## WRITTEN EXERCISE 1:
List every member of the House named in the debate transcript on financial exclusion.
## WRITTEN EXERCISE 2:
Carry the debate transcript on financial exclusion forward from its final sentence.

## PASSAGE SHOWN:
>> start

Elsewhere, the Financial Conduct Authority’s regulation of the “buy now, pay later” sector is gradually coming on stream. However, the regulator has been clear that it expects the worsening cost of living crisis to push more people towards these new credit options, increasing the overall risk level. What assessment have the Government made of people’s increased reliance on personal credit? Will the new Bill address that? Can the Minister comment on the FCA’s consumer duty and whether the upcoming legislation will seek to strengthen it? It is worth remembering that the Government moved in these two areas only because of sustained pressure during the last Financial Services Bill. Much of that pressure was exerted by my noble friends Lord Stevenson of Balmacara and Lord Eatwell, but they were supported by noble Lords across the House and campaigners outside this place. How can we be confident that external voices are being heard as the Government put their legislative package together?
We may have come a long way on tackling financial exclusion, but the job is by no means done. I hope the Minister will recognise that fact in his response, and that the Treasury will avail itself of the experience of those who have spoken in this debate.
I will end on a slightly tangential point, if noble Lords will allow. These are very tough times for many across the country. Those with good access to financial products are struggling enough, but those excluded from them face what can only be described as an impossible task. Yesterday, people found out that the energy price cap is likely to increase by a further £800 in October. This situation is simply not sustainable so, while we await the financial services and markets Bill with interest, will the Government—I hope today or tomorrow—do the right thing and bring forward an emergency Budget? The Chancellor’s stubborn refusal to act can only harm efforts to provide people of all backgrounds with the financial security that they so desperately crave.
My Lords, I too thank the noble Baroness, Lady Tyler, for initiating this important debate, as well as other noble Lords for their helpful and thoughtful contributions. There is much to cover; I will do my best. Tackling financial exclusion to ensure that everyone in all corners of the UK, regardless of their background or income, has access to fair and affordable financial products and services remains a key priority for the Government—more so in the context of the cost of living challenge, to which I will turn soon, which is already impacting the most vulnerable.
The Liaison Committee’s initial report on financial exclusion, and its follow-up report to which the Government responded a year ago, made some important suggestions. To reassure the noble Lord, Lord Bilimoria, we really are taking those suggestions seriously. Some progress has already been made; I listened carefully to the remarks by the noble Baroness, Lady Tyler, and I think she acknowledged that, but I say at the outset that much more needs to be done. I very much relish the opportunity to discuss these issues again today. I wish to address the themes raised, and I will start by focusing right away on banking and cash.
In the space of just a few years, technology has transformed the way that we access and make use of financial services. Until only a few years ago, I went into my local bank branch for any financial transaction; now I happily conduct pretty well everything online and have found it relatively straightforward. New opportunities and flexibility are of course welcome but, importantly, we also have an obligation to make sure that no one is excluded, which is of course the subject of today’s debate.
While eight out of 10 consumers use contactless payments and seven out of 10 use online banking, which are significant figures, the Government understand that physical cash—old-fashioned notes and coins that may still be kept under people’s mattresses—as well as access to a physical bank branch are still an important part of millions of people’s lives. The noble Baroness, Lady Tyler, eloquently gave her own statistics in this respect and it was alluded to strongly by my noble friend Lord Holmes.

>> end

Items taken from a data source
>> start

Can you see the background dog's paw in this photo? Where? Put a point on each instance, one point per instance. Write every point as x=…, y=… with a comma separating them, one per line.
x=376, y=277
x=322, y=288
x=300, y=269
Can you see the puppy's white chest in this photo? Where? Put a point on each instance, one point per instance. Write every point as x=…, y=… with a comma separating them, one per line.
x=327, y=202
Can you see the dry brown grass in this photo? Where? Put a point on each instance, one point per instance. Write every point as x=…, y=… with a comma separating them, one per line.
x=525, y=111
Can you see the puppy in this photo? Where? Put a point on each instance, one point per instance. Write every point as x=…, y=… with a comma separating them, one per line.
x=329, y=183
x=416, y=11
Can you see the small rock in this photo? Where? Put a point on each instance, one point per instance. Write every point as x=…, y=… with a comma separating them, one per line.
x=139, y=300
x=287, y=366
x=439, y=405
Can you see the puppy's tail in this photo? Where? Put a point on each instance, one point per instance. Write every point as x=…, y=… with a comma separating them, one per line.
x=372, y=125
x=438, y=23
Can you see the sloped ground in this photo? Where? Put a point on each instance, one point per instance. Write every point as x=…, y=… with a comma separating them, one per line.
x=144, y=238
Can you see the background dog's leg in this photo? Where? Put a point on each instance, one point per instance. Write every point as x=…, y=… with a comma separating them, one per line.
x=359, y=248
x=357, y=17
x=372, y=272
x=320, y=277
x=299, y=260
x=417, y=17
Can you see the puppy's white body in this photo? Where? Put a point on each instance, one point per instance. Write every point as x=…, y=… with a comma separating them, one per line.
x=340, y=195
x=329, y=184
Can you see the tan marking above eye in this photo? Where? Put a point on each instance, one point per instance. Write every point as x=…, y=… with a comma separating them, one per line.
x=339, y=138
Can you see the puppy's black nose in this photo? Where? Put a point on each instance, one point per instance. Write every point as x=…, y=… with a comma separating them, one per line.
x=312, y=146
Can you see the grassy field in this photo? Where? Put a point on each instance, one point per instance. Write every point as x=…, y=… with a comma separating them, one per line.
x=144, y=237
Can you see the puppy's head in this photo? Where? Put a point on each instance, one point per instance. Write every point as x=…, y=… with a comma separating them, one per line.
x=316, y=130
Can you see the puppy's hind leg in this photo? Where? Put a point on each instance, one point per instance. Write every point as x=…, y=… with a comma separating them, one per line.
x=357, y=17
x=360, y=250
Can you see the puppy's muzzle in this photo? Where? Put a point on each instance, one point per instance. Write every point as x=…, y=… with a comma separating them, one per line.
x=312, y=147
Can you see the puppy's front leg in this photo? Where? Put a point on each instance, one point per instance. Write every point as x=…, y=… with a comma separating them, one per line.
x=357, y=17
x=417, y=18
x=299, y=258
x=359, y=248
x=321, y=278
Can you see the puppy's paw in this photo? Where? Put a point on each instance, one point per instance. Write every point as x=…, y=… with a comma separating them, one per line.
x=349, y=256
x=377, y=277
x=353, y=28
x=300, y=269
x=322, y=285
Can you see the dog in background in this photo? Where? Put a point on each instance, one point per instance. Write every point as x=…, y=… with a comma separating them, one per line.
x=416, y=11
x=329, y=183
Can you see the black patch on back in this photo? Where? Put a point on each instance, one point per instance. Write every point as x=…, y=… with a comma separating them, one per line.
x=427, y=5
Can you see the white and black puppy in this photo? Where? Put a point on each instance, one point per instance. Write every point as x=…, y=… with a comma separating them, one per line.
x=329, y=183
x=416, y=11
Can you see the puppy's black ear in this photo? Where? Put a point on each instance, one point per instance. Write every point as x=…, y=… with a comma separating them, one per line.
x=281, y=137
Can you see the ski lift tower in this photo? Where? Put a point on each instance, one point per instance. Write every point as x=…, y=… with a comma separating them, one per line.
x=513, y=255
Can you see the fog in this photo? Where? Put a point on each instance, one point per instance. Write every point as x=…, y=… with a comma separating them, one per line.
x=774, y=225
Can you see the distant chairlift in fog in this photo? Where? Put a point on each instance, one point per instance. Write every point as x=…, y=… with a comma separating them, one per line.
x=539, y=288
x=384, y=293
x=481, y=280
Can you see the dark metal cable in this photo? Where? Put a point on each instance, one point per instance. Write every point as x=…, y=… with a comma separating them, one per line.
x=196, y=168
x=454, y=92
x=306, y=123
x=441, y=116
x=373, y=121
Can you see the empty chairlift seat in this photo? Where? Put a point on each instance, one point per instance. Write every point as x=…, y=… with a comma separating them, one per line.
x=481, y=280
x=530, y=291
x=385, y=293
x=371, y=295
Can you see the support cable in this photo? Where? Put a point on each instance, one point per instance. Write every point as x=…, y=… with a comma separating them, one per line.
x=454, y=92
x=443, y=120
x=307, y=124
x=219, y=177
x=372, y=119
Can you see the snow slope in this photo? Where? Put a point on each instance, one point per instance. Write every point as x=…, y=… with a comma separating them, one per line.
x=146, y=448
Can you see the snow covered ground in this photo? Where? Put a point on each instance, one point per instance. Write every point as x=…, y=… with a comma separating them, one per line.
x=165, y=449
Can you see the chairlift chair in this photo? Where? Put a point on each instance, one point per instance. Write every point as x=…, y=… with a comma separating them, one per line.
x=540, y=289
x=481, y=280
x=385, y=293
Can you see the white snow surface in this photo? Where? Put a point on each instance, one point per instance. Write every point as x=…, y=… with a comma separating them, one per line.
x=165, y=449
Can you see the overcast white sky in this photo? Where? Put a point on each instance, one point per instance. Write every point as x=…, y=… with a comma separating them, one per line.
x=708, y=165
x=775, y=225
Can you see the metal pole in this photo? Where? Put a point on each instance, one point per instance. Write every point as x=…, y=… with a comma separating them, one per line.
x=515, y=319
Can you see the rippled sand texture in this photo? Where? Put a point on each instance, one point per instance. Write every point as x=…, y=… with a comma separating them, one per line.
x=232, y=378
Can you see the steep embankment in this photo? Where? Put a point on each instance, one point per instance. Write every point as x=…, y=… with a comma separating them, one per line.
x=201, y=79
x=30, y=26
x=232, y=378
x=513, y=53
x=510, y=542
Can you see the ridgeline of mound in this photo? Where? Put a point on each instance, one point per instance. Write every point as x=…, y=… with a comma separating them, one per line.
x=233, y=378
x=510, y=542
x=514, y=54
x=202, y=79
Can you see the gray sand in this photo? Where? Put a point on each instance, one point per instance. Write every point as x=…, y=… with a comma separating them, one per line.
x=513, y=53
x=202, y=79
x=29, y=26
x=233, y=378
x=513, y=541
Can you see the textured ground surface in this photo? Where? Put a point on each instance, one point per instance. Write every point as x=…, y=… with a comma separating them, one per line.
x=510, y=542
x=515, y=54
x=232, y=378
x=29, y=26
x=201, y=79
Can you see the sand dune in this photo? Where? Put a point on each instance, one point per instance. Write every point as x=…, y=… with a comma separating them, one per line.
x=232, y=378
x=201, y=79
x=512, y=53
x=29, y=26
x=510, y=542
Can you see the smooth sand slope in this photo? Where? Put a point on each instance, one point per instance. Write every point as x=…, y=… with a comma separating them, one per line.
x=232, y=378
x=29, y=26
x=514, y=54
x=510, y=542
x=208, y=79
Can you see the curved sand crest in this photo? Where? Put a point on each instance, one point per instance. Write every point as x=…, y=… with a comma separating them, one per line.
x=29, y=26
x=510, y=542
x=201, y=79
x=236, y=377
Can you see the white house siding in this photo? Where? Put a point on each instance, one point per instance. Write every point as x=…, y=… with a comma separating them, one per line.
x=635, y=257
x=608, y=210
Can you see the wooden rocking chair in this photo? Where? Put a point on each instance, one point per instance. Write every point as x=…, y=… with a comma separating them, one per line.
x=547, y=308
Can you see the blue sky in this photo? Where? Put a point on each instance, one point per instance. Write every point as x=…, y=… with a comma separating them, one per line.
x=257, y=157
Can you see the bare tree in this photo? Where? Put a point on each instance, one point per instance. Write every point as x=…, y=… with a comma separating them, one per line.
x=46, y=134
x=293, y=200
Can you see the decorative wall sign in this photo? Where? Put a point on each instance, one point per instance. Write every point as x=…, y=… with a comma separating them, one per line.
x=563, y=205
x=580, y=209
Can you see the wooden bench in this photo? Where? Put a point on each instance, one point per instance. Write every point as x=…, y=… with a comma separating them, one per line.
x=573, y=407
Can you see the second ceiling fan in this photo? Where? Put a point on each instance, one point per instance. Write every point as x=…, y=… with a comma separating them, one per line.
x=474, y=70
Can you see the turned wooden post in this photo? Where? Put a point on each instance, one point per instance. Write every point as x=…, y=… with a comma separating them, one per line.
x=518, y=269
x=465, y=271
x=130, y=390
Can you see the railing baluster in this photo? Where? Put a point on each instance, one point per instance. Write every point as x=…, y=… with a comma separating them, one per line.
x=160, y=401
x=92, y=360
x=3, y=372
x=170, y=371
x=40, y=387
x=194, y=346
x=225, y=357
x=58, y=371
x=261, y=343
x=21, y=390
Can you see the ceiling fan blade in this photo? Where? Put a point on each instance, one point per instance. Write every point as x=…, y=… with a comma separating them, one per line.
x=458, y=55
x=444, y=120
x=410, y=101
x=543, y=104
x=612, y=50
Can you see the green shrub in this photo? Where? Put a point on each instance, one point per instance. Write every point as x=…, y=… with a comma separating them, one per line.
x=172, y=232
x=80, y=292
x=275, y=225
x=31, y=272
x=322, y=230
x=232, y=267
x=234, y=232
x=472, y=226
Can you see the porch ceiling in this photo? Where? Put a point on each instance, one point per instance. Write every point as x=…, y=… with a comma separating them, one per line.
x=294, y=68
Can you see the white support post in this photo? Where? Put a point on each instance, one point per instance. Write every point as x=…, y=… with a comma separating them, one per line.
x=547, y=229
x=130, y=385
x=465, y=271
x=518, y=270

>> end

## TASK ANSWER 1:
Lord Stevenson of Balmacara
Lord Eatwell
Lady Tyler
Lord Bilimoria
Lord Holmes

## TASK ANSWER 2:
I take note of my noble friend Lord Balfe’s point about educating people, especially the elderly, to become more digitally aware. He is right but he should recognise, as I think we all do, that there are some who simply will not pick up the bat. That is why, for example, the Government have made legislative changes to support the widespread offering of cashback without a purchase by shops and other businesses, and why we will be legislating to protect access to cash in the upcoming financial services and markets Bill as soon as parliamentary time allows.
My noble friend Lord Holmes and the noble Baroness, Lady Kramer, asked about helping those who wish only to use cash, which is a fair point. The Government’s plan for legislation will ensure that people can continue to take out or pay in cash in order to support the use of cash in daily life and its continued acceptance by business. Following the Government’s commitment to legislate, firms are working together through the Access to Cash Action Group to develop new initiatives to provide shared services.
As mentioned by the noble Lord, Lord Sikka, the Government understand people’s concern when their bank takes the commercial decision to close a local bank branch, and I have seen this locally where I live. Firms themselves are best placed to make the commercial decision required to operate their businesses for their customers but we believe that the impact of branch closures should also be understood, considered and, where possible, mitigated so that all customers, wherever they live, continue to have access to face-to-face banking services.
This matter was a strong theme in this debate. It was raised by the noble Lords, Lord Tunnicliffe and Lord Sikka, and the noble Baroness, Lady Tyler, herself. Let me expand on this and take account of the comments by Martin Lewis which were alluded to. In September 2020, the FCA published guidance for regulated firms setting out its expectations for banks, building societies and credit unions when they are considering closing branches or ATMs. It requires them to notify customers and the FCA of upcoming branch closures and to consider the provision of alternatives for customers. Alternative options for access can be via telephone banking, digital means such as mobile online banking, and the Post Office. The Post Office banking framework allows 99% of personal banking customers and 95% of business banking customers to deposit cheques, check their balance and withdraw and deposit cash at 11,500 Post Office branches in the UK.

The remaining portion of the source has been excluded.